Dataset lines about object locations:
↓
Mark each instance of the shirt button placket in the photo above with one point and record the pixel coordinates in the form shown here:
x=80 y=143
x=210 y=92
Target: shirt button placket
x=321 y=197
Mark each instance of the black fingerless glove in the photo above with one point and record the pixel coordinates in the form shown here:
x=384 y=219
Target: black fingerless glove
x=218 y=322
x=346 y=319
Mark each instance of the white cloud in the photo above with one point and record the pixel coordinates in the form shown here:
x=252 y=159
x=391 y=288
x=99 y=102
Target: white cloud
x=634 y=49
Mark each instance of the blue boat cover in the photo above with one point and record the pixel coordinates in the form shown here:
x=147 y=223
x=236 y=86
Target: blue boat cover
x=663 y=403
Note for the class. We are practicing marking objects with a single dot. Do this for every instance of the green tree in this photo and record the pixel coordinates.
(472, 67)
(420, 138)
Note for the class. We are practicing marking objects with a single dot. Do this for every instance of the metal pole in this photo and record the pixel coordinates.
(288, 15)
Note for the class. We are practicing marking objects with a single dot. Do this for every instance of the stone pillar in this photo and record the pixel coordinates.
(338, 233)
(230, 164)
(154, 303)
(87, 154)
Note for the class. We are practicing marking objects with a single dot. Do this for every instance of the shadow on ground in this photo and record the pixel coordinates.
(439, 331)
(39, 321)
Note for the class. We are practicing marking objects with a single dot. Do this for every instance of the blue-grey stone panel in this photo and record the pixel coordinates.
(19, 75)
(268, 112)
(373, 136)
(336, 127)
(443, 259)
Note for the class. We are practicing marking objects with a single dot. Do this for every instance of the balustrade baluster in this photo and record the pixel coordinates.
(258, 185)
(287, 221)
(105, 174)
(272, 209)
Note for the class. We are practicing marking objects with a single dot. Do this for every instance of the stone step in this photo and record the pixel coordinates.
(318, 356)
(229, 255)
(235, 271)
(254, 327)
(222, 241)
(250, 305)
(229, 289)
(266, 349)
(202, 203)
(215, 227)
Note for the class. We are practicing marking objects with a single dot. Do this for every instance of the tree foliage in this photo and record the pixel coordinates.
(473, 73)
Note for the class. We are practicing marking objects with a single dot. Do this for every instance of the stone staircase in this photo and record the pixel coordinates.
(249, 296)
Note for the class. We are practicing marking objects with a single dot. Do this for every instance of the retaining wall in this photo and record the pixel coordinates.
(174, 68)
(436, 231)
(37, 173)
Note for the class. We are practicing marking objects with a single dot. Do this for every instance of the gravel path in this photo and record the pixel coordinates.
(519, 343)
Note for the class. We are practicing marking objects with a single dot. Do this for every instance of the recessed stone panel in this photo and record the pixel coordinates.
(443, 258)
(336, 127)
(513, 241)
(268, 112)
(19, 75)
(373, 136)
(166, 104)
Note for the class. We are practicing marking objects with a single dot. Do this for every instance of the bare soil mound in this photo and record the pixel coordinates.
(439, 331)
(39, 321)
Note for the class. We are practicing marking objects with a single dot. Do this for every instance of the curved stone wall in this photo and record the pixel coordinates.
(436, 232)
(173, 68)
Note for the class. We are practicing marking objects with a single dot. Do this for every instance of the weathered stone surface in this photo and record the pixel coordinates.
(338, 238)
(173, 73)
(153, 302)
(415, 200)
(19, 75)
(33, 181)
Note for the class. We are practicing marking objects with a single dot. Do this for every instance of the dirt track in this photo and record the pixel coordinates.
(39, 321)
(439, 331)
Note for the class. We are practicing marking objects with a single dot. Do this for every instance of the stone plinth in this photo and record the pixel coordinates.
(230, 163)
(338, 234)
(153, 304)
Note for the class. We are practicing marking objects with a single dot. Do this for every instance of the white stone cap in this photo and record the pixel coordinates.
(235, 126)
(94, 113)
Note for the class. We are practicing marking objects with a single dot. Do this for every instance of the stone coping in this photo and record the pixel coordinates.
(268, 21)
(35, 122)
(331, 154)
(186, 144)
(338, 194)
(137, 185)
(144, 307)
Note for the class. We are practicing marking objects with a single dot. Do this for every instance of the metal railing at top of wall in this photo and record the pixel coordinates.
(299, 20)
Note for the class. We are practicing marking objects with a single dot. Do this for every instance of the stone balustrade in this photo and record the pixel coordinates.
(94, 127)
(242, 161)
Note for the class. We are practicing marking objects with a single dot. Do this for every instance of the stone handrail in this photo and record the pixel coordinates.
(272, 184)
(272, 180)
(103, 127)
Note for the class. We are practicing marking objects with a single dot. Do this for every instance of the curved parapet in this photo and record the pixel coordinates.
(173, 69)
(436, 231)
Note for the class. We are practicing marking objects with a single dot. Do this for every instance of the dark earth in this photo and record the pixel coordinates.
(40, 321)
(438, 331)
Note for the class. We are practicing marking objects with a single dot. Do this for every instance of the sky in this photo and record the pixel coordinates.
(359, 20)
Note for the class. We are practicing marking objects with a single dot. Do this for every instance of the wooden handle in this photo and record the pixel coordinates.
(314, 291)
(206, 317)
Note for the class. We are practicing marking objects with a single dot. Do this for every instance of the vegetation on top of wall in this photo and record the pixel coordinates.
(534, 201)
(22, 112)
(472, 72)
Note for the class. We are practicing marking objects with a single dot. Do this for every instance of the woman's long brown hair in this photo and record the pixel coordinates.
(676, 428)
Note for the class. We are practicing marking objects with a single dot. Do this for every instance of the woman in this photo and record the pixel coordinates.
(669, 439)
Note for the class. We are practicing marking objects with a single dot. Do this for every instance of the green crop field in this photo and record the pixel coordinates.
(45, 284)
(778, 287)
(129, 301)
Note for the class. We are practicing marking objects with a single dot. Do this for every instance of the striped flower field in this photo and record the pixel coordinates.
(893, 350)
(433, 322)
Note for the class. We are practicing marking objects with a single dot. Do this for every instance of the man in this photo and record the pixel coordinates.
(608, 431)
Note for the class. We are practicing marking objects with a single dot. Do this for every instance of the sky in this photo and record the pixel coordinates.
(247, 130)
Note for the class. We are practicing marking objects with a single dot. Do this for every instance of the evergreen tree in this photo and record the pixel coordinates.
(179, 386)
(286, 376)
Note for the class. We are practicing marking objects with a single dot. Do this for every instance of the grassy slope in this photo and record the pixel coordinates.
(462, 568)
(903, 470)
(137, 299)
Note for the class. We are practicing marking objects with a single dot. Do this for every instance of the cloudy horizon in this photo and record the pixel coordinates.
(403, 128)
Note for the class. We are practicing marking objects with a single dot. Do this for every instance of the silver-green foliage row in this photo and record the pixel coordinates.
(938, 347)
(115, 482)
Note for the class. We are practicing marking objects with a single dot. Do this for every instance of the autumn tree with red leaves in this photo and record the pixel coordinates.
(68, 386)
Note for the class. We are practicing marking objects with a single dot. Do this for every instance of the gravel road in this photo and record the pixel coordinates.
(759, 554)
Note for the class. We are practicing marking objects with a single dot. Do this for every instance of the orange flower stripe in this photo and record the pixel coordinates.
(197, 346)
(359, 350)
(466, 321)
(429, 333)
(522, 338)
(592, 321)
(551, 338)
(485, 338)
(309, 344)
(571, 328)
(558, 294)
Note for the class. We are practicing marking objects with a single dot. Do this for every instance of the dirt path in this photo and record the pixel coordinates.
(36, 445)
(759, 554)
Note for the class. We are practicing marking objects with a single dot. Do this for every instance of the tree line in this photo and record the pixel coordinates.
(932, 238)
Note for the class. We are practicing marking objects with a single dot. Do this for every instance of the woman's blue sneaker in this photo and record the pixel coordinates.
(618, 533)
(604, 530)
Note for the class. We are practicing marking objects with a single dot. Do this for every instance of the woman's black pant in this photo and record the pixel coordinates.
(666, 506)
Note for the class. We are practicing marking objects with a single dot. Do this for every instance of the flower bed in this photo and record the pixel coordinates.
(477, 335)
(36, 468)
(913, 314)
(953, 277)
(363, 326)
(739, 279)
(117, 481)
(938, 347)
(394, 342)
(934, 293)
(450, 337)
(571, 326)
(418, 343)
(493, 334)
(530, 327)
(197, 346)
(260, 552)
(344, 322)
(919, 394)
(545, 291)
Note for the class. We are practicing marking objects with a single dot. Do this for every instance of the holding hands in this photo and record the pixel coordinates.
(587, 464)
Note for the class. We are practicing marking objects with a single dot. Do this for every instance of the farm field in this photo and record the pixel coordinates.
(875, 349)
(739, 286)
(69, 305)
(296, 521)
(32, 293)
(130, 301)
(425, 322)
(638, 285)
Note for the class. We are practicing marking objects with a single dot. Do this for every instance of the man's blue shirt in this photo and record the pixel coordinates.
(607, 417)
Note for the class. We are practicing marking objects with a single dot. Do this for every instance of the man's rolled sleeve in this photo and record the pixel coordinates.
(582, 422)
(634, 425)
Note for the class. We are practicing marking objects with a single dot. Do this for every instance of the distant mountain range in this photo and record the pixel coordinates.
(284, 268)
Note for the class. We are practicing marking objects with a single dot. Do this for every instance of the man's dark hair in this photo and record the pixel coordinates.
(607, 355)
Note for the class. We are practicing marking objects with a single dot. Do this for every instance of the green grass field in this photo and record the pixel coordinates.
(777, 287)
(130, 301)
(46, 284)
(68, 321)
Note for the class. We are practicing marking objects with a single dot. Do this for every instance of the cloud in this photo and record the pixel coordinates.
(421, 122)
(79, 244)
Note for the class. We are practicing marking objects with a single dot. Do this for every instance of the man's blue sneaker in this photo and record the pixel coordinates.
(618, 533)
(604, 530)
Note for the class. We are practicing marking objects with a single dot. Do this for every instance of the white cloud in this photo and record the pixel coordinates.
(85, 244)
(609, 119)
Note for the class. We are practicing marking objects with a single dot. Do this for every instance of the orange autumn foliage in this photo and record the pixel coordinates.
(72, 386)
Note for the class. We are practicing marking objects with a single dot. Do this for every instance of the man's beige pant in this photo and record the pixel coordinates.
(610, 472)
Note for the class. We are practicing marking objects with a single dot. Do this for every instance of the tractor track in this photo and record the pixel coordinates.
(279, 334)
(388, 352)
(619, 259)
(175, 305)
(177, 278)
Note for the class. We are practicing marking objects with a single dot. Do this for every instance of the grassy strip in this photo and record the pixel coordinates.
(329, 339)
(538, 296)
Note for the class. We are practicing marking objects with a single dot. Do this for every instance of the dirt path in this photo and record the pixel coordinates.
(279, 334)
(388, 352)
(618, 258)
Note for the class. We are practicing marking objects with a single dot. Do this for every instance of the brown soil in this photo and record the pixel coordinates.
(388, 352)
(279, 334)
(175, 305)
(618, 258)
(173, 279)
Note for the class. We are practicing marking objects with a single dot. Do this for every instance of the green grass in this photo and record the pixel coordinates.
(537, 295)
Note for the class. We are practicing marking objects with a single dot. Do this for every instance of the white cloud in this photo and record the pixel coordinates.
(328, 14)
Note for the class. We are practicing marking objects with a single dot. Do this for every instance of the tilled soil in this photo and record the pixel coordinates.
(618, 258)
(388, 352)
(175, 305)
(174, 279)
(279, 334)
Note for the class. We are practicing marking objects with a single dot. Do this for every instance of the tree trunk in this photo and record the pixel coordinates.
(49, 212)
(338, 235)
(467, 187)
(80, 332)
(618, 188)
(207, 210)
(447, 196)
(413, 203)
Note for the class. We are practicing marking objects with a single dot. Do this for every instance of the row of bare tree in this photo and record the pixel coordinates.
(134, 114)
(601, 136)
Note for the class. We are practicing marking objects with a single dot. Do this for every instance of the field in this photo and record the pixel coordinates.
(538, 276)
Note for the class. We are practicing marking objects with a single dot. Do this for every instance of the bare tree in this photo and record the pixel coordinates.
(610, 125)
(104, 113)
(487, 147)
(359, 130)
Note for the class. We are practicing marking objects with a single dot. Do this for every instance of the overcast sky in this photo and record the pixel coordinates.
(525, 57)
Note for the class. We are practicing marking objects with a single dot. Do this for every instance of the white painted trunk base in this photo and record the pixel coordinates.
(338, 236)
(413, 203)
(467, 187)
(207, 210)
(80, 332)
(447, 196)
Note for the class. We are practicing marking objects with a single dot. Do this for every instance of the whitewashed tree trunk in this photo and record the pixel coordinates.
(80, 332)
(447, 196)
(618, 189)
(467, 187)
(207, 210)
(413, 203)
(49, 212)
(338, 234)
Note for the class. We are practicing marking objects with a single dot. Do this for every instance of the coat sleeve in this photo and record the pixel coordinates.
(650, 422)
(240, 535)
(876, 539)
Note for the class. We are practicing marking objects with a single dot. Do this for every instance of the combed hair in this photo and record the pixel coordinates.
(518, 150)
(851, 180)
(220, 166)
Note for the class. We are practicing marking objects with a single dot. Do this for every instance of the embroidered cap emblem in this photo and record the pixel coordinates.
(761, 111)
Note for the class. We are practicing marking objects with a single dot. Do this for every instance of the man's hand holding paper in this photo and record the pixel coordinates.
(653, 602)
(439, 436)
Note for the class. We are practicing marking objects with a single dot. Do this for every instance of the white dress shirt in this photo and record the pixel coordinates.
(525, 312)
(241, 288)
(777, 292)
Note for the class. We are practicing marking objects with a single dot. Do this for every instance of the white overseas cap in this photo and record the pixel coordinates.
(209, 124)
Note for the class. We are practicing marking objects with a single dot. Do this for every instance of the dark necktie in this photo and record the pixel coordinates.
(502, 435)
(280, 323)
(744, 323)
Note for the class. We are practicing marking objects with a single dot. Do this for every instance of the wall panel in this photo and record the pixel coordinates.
↑
[Work to be completed]: Can you change "shirt button placket" to "jacket button placket" in the lines from the start through the line with "x=321 y=197" and give those lines back with nothing else altered?

[Full response]:
Mark each instance of the jacket button placket in the photo above with one point and record the pixel coordinates in the form shown here:
x=80 y=143
x=210 y=92
Target: jacket button placket
x=321 y=197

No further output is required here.